* **WORK REQUEST 1**
Translate this sentence from the exorcism text into French: "Most of Christian history has emphasized the supernatural and spiritual warfare."
* **WORK REQUEST 2**
Duplicate everything in the exorcism text from "Exorcism is a" down to "free will choice?", keeping each word unchanged.

* **EXTRACT TO READ**
The Jesuit priest recalls sitting at a restaurant sipping wine and mulling the costly airline ticket he had purchased a day earlier. He also worried about the deal he had just closed with the Society of St. Paul to purchase the rights to the life story of the Rev. Gabriele Amorth—the late Pauline priest known as “the James Bond of exorcists.”

Amorth said 98% of the people who came to him needed a psychiatrist, not an exorcist, a detail Crowe’s Amorth clarifies in the film. When a cardinal asks him about the remaining 2%, he says: “Ah, the other 2%—this is something that has confounded all of science and all of medicine for a very long time.” He adds after a dramatic pause: “I call it evil.”

In “The Pope’s Exorcist,” set in 1987, Crowe’s Amorth heads to Spain with his apprentice, a younger priest, tasked with investigating a young boy’s possession. There he uncovers a “centuries-old conspiracy” that the Vatican has tried to cover up in a plot that appears to channel The Da Vinci Code, Indiana Jones and numerous buddy-cop movies.

“The kind of Christianity we had in America during the mid-20th century, emphasizing ethics over the supernatural, was an anomaly,” Laycock said. “Most of Christian history has emphasized the supernatural and spiritual warfare. This is Christianity returning to its supernatural roots.”
 

pearl

Well-Known Member
Have you see this? :)

No I haven't. The movie I referred to is 'The Unborn'. The Unborn (2009 film) - Wikipedia

In connection with exorcisms I did find this interesting;

Exorcism is a ritual of power performed in order to drive an evil spirit, whether demonic or ghostly, from a possessed person, location, or object. The Christian scholar Origen credits Jews with a special talent for exorcising demons (Against Celsus, book 4).

The Dead Sea Scrolls include several exorcism incantations and formulae, mostly directed against disease-causing demons. The DSS Psalms collection in particular (11Q5) has “four songs for the charming of demons with music.” People who fell under the influence of false prophets and mediums were thought to also require the exorcism of possessing evil spirits (the false prophets and mediums themselves were subject to death, a sure cure for most possessions; see Zechariah 13).
 

Estro Felino

Believer in free will
Premium Member
And if possessed?, either by a demotic or a psychiatric problem, where's the free will choice?
That's why religion should cooperate with neurology and science in general.
To understand the scientific implications of evil as a choice.

* **Items from a dataset**

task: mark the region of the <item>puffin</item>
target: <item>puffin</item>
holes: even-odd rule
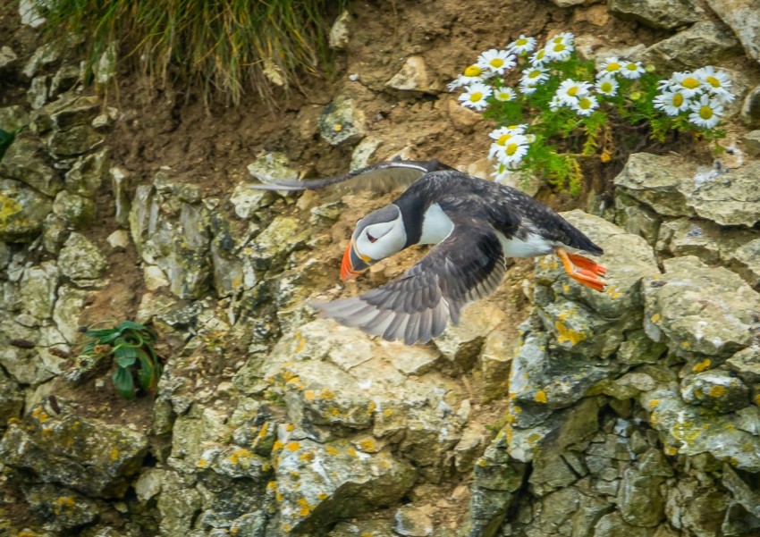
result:
[[[345,326],[406,345],[440,336],[463,308],[496,290],[508,257],[555,255],[567,275],[604,291],[607,269],[581,253],[604,251],[583,232],[528,194],[459,172],[437,160],[396,158],[320,180],[255,175],[267,190],[314,190],[338,183],[388,190],[394,201],[357,222],[341,264],[344,281],[416,244],[427,255],[403,275],[358,297],[309,306]]]

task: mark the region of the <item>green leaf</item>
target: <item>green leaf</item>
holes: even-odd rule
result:
[[[116,357],[115,362],[119,367],[127,369],[131,365],[135,365],[137,357]]]
[[[112,377],[114,388],[116,392],[125,399],[133,399],[135,397],[135,385],[132,373],[129,369],[117,367]]]

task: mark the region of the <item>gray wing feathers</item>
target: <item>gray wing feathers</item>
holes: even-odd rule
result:
[[[493,229],[455,224],[458,232],[403,276],[363,295],[311,306],[346,326],[407,345],[440,336],[465,306],[494,292],[504,256]]]
[[[355,189],[390,191],[397,187],[410,185],[428,172],[448,168],[436,160],[392,160],[365,166],[343,175],[310,180],[283,180],[254,174],[262,184],[251,185],[251,188],[260,190],[316,190],[355,179],[357,180],[350,183]]]

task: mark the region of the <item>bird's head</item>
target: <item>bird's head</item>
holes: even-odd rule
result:
[[[403,249],[407,242],[399,207],[391,204],[370,213],[356,223],[343,254],[341,279],[356,278],[373,264]]]

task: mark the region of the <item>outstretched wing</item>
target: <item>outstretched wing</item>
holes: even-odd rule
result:
[[[449,237],[398,280],[359,297],[311,306],[389,341],[425,343],[441,335],[450,317],[457,324],[465,306],[494,292],[505,270],[495,231],[459,217]]]
[[[252,185],[251,188],[262,190],[316,190],[355,179],[357,180],[351,183],[355,189],[389,191],[396,187],[409,186],[428,172],[449,169],[450,166],[437,160],[394,159],[365,166],[343,175],[313,180],[289,180],[255,174],[254,177],[262,184]]]

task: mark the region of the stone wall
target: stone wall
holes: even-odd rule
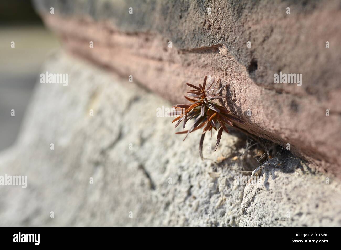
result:
[[[182,141],[153,93],[61,52],[42,70],[69,84],[37,83],[18,140],[0,154],[2,173],[28,180],[1,186],[1,226],[341,225],[339,180],[291,154],[258,166],[232,130],[216,153],[206,138],[202,161],[200,133]]]

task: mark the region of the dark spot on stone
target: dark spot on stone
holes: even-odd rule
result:
[[[250,65],[248,68],[248,71],[249,74],[252,74],[255,72],[258,68],[258,64],[257,60],[252,59],[250,63]]]
[[[297,113],[298,111],[298,104],[295,100],[293,100],[290,103],[290,108],[294,112]]]

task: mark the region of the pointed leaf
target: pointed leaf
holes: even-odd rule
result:
[[[207,80],[207,76],[205,76],[205,78],[204,79],[204,83],[203,84],[203,89],[205,89],[205,86],[206,86],[206,81]]]
[[[227,129],[227,128],[225,126],[225,124],[224,124],[224,122],[222,121],[221,120],[220,120],[220,117],[218,118],[218,121],[219,121],[219,123],[220,124],[220,126],[223,127],[224,130],[225,131],[227,134],[228,133],[228,130]]]
[[[214,82],[214,80],[215,80],[216,78],[213,78],[213,79],[212,79],[212,81],[211,81],[211,82],[210,82],[207,88],[209,89],[211,87],[211,86],[212,85],[212,84],[213,84],[213,83]]]
[[[200,157],[201,159],[203,160],[203,144],[204,143],[204,138],[205,137],[205,134],[203,134],[201,135],[201,138],[200,138],[200,143],[199,144],[199,153],[200,155]]]
[[[193,84],[191,84],[190,83],[186,83],[187,85],[188,85],[190,87],[191,87],[193,88],[195,88],[196,89],[197,89],[199,91],[201,91],[201,89],[198,87],[197,87],[196,86],[193,85]]]
[[[221,127],[218,131],[218,135],[217,137],[217,143],[216,144],[216,147],[214,149],[214,152],[217,151],[217,148],[218,147],[219,143],[220,142],[220,139],[221,138],[221,134],[223,133],[223,127]]]

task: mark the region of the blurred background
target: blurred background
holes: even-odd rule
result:
[[[39,69],[60,46],[30,1],[0,1],[0,150],[15,141]]]

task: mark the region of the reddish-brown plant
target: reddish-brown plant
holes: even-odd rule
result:
[[[216,89],[215,85],[220,80],[217,81],[213,88],[210,88],[214,83],[214,79],[213,79],[206,87],[207,79],[207,76],[205,76],[204,83],[202,85],[199,84],[198,86],[186,83],[194,89],[188,91],[187,96],[184,97],[191,102],[191,103],[174,105],[173,106],[174,111],[168,114],[179,116],[172,122],[173,123],[178,121],[175,125],[176,128],[183,121],[183,127],[184,129],[186,123],[188,121],[192,119],[195,119],[194,124],[190,129],[175,133],[186,134],[184,140],[190,133],[204,128],[199,144],[199,153],[202,159],[203,159],[203,143],[206,132],[211,131],[211,137],[212,129],[218,131],[217,143],[214,150],[215,152],[220,141],[223,130],[228,133],[226,124],[233,126],[234,121],[244,123],[241,120],[230,114],[229,112],[225,107],[212,102],[216,99],[226,97],[220,95],[219,93],[227,84],[222,87],[215,94],[213,94],[213,92]]]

* **RESPONSE 1**
La majeure partie de l'histoire chrétienne a mis l'accent sur le surnaturel et le combat spirituel.

* **RESPONSE 2**
Exorcism is a ritual of power performed in order to drive an evil spirit, whether demonic or ghostly, from a possessed person, location, or object. The Christian scholar Origen credits Jews with a special talent for exorcising demons (Against Celsus, book 4).

The Dead Sea Scrolls include several exorcism incantations and formulae, mostly directed against disease-causing demons. The DSS Psalms collection in particular (11Q5) has “four songs for the charming of demons with music.” People who fell under the influence of false prophets and mediums were thought to also require the exorcism of possessing evil spirits (the false prophets and mediums themselves were subject to death, a sure cure for most possessions; see Zechariah 13).
 

Estro Felino

Believer in free will
Premium Member
And if possessed?, either by a demotic or a psychiatric problem, where's the free will choice?